**WORK TO COMPLETE**
Restate all of the material, keeping every line identical to the original.

:: INFORMATION GIVEN ::

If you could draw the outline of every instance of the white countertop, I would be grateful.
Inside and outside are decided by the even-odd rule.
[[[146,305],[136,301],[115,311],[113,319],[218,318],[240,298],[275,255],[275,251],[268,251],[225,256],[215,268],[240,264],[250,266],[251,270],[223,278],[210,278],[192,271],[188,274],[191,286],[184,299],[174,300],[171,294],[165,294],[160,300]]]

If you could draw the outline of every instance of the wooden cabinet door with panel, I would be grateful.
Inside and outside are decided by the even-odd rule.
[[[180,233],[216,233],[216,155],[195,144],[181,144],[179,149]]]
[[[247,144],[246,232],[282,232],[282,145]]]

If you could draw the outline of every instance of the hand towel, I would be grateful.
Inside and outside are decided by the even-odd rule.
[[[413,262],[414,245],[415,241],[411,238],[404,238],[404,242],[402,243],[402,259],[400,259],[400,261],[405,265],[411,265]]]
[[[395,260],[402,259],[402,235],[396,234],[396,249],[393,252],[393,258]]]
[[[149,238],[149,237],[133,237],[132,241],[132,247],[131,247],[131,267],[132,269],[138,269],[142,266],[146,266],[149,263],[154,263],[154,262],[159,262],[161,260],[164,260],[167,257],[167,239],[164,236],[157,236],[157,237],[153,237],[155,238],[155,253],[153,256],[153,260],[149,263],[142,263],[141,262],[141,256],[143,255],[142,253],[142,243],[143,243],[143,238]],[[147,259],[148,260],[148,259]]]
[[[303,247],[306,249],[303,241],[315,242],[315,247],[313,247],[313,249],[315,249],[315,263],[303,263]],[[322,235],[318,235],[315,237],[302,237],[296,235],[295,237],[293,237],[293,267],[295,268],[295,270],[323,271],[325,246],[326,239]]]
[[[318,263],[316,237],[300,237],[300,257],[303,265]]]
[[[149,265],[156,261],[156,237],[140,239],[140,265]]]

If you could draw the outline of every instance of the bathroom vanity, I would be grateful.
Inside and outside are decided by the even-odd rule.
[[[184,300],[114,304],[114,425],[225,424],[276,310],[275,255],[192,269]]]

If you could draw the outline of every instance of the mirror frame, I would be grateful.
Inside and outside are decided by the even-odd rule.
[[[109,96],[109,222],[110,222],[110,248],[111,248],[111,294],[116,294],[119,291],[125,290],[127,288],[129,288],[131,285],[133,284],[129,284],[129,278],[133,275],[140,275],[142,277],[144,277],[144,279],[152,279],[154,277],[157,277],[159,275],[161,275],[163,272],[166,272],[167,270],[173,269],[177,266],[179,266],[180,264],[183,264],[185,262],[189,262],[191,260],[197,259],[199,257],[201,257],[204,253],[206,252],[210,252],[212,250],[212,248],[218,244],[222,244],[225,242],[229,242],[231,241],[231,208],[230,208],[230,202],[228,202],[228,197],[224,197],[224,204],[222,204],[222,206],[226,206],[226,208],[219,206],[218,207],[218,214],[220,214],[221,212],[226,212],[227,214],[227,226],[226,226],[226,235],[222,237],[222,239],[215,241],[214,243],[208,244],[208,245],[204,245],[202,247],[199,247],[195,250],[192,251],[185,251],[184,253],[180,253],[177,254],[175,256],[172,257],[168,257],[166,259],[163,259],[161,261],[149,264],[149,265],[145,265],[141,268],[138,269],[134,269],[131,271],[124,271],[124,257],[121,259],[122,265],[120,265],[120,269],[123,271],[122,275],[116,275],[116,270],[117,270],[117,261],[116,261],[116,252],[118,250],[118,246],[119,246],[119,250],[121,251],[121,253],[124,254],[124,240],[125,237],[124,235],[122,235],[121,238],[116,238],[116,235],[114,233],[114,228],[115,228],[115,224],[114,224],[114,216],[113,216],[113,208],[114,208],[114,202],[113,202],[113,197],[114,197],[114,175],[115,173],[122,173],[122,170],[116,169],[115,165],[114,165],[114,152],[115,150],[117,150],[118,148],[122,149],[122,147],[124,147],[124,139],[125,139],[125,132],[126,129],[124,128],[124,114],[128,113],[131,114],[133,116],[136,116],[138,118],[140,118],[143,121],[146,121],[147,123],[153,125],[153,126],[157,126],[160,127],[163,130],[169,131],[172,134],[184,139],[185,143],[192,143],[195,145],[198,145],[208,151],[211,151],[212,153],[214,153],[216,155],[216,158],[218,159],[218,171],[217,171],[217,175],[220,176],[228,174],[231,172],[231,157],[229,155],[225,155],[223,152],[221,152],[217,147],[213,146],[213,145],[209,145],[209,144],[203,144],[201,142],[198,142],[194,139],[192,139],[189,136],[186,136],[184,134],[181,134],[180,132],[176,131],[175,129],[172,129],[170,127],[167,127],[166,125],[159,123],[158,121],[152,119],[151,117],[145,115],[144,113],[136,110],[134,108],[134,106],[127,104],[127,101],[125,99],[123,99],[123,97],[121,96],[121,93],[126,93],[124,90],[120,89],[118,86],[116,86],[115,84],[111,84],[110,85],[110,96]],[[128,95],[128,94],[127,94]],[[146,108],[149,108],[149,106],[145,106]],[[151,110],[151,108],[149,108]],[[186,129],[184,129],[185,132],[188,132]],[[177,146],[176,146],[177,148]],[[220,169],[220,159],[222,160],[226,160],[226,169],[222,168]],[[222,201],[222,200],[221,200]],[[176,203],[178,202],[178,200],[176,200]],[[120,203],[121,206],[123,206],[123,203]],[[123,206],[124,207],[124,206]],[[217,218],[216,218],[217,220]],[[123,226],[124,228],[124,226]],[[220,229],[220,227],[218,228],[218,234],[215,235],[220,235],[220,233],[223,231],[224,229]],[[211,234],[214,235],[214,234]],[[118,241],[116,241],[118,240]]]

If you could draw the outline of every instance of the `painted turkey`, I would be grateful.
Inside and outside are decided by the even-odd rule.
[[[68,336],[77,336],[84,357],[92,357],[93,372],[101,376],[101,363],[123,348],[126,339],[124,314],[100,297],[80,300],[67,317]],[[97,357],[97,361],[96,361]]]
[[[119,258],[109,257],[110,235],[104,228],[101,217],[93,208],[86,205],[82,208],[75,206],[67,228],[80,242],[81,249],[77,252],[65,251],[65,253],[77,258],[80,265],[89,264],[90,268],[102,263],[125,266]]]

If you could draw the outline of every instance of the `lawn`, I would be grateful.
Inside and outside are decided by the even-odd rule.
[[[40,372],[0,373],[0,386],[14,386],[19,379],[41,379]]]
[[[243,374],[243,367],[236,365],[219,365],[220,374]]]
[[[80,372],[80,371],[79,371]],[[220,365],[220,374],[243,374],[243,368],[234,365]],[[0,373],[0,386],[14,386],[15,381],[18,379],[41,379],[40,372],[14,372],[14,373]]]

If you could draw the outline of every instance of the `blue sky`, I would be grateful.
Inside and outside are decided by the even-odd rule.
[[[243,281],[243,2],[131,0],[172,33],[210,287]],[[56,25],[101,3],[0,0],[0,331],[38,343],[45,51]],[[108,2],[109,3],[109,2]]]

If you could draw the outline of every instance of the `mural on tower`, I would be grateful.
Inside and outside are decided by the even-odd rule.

:::

**SOLUTION TO THE EXERCISE**
If you could draw the outline of every instance of the white countertop, I would be grateful.
Inside and outside are decided by the even-odd rule.
[[[146,305],[136,301],[115,311],[113,319],[218,318],[240,298],[275,255],[275,251],[268,251],[225,256],[215,268],[240,264],[250,266],[251,270],[223,278],[210,278],[192,271],[188,274],[191,286],[184,299],[174,300],[171,294],[165,294],[160,300]]]

If you could draw the outline of every instance of the wooden cabinet door with panel, I would be grateful.
Inside and outside are decided by the even-odd rule.
[[[180,233],[216,233],[216,155],[195,144],[181,144],[179,149]]]
[[[247,144],[246,232],[282,232],[282,145]]]

If you could draw the outline of every instance of the hand towel, I would be grateful.
Inside and outside are decided by the even-odd rule.
[[[413,262],[414,245],[415,241],[411,238],[404,238],[404,242],[402,243],[402,259],[400,259],[400,261],[405,265],[411,265]]]
[[[395,260],[402,259],[402,235],[396,234],[396,249],[393,252],[393,258]]]
[[[149,238],[149,237],[133,237],[132,241],[132,247],[131,247],[131,267],[132,269],[138,269],[142,266],[146,266],[149,263],[154,263],[154,262],[159,262],[161,260],[164,260],[167,257],[167,239],[164,236],[157,236],[157,237],[153,237],[155,238],[155,253],[153,256],[153,260],[149,263],[142,263],[141,262],[141,256],[143,255],[142,253],[142,243],[143,243],[143,238]],[[147,259],[148,260],[148,259]]]
[[[303,247],[306,249],[303,241],[315,242],[315,247],[313,247],[313,249],[315,249],[315,263],[303,263]],[[322,235],[318,235],[315,237],[302,237],[296,235],[295,237],[293,237],[293,267],[295,268],[295,270],[323,271],[325,246],[326,239]]]
[[[318,263],[316,237],[300,237],[300,257],[303,265]]]
[[[149,265],[156,261],[156,237],[140,239],[140,265]]]

If you could draw the outline of every instance of the bathroom vanity, I would be grateful.
Inside and outside are decided by the even-odd rule.
[[[184,300],[114,304],[114,425],[225,424],[276,310],[275,255],[192,269]]]

If you could draw the outline of every instance of the mirror frame, I would be grateful.
Inside and outside are decided by the even-odd rule.
[[[109,96],[109,222],[110,222],[110,248],[111,248],[111,294],[116,294],[119,291],[125,290],[127,288],[129,288],[131,285],[133,284],[129,284],[129,278],[133,275],[140,275],[142,277],[144,277],[144,279],[152,279],[154,277],[157,277],[159,275],[161,275],[163,272],[166,272],[167,270],[173,269],[177,266],[179,266],[180,264],[183,264],[185,262],[189,262],[191,260],[197,259],[199,257],[201,257],[204,253],[206,252],[210,252],[212,250],[212,248],[218,244],[222,244],[225,242],[229,242],[231,241],[231,208],[230,208],[230,202],[228,202],[228,197],[224,197],[224,204],[222,204],[222,206],[226,206],[226,208],[219,206],[218,207],[218,214],[220,214],[221,212],[226,212],[227,214],[227,226],[226,226],[226,235],[222,237],[222,239],[215,241],[214,243],[208,244],[208,245],[204,245],[202,247],[199,247],[195,250],[192,251],[185,251],[184,253],[180,253],[177,254],[175,256],[172,257],[168,257],[166,259],[163,259],[161,261],[149,264],[149,265],[145,265],[141,268],[138,269],[134,269],[131,271],[124,271],[124,257],[121,259],[122,265],[120,265],[120,269],[123,271],[122,275],[116,275],[116,270],[117,270],[117,261],[116,261],[116,252],[118,250],[118,246],[119,246],[119,250],[121,251],[121,253],[124,254],[124,240],[125,237],[124,235],[122,235],[121,238],[116,238],[116,235],[114,233],[114,228],[115,228],[115,224],[114,224],[114,216],[113,216],[113,208],[114,208],[114,202],[113,202],[113,197],[114,197],[114,175],[115,173],[122,173],[122,170],[116,169],[115,165],[114,165],[114,152],[115,150],[117,150],[118,148],[122,149],[122,147],[124,147],[124,139],[125,139],[125,132],[126,129],[124,128],[124,114],[128,113],[131,114],[133,116],[136,116],[138,118],[140,118],[143,121],[146,121],[147,123],[153,125],[153,126],[157,126],[160,127],[163,130],[169,131],[172,134],[184,139],[185,143],[192,143],[195,145],[198,145],[208,151],[211,151],[212,153],[214,153],[216,155],[216,158],[218,159],[218,171],[217,171],[217,175],[220,176],[228,174],[231,172],[231,157],[229,155],[225,155],[223,152],[221,152],[217,147],[213,146],[213,145],[209,145],[209,144],[203,144],[201,142],[198,142],[194,139],[192,139],[189,136],[186,136],[184,134],[181,134],[180,132],[176,131],[175,129],[172,129],[170,127],[167,127],[166,125],[159,123],[158,121],[152,119],[151,117],[145,115],[144,113],[136,110],[134,108],[134,106],[127,104],[127,101],[125,99],[123,99],[123,97],[121,96],[121,93],[126,93],[124,90],[120,89],[118,86],[116,86],[115,84],[111,84],[110,85],[110,96]],[[128,95],[128,94],[127,94]],[[146,108],[149,108],[149,106],[145,106]],[[151,110],[151,108],[149,108]],[[186,129],[184,129],[185,132],[188,132]],[[177,146],[176,146],[177,148]],[[220,169],[220,159],[222,160],[226,160],[226,169],[222,168]],[[222,201],[222,200],[221,200]],[[176,203],[178,202],[178,200],[176,200]],[[120,203],[121,206],[123,206],[123,203]],[[123,206],[124,207],[124,206]],[[217,218],[216,218],[217,220]],[[123,226],[124,228],[124,226]],[[220,229],[220,227],[218,228],[218,234],[215,235],[220,235],[220,233],[223,231],[224,229]],[[211,234],[214,235],[214,234]],[[118,241],[116,241],[118,240]]]

If you could draw the outline of every instance of the `painted turkey`, I would be grateful.
Inside and outside are decided by the even-odd rule.
[[[68,336],[77,336],[84,357],[92,357],[93,372],[101,376],[101,363],[123,348],[126,339],[124,314],[100,297],[80,300],[67,317]],[[97,357],[97,361],[96,361]]]
[[[119,258],[109,257],[110,235],[104,228],[101,217],[93,208],[86,205],[82,208],[75,206],[67,228],[80,242],[81,249],[77,252],[65,251],[65,253],[77,258],[80,265],[89,264],[90,268],[102,263],[125,266]]]

If you could draw the outline of every instance of the `lawn`, I would be grateful.
Inside and outside are decided by the even-odd rule.
[[[40,372],[0,373],[0,386],[14,386],[19,379],[41,379]]]
[[[243,374],[243,367],[236,365],[219,365],[220,374]]]
[[[80,372],[80,371],[79,371]],[[220,365],[220,374],[243,374],[243,368],[234,365]],[[0,373],[0,386],[14,386],[15,381],[18,379],[41,379],[40,372],[14,372],[14,373]]]

If you could draw the outline of every instance of the `blue sky`, I would be grateful.
Inside and outside are decided by the even-odd rule.
[[[243,281],[243,2],[131,0],[172,33],[210,287]],[[56,25],[101,3],[0,0],[0,331],[38,343],[45,51]],[[108,2],[109,3],[109,2]]]

If you could draw the outline of every instance of the `mural on tower`, I would be grateful.
Inside and outside are decided by the even-odd rule.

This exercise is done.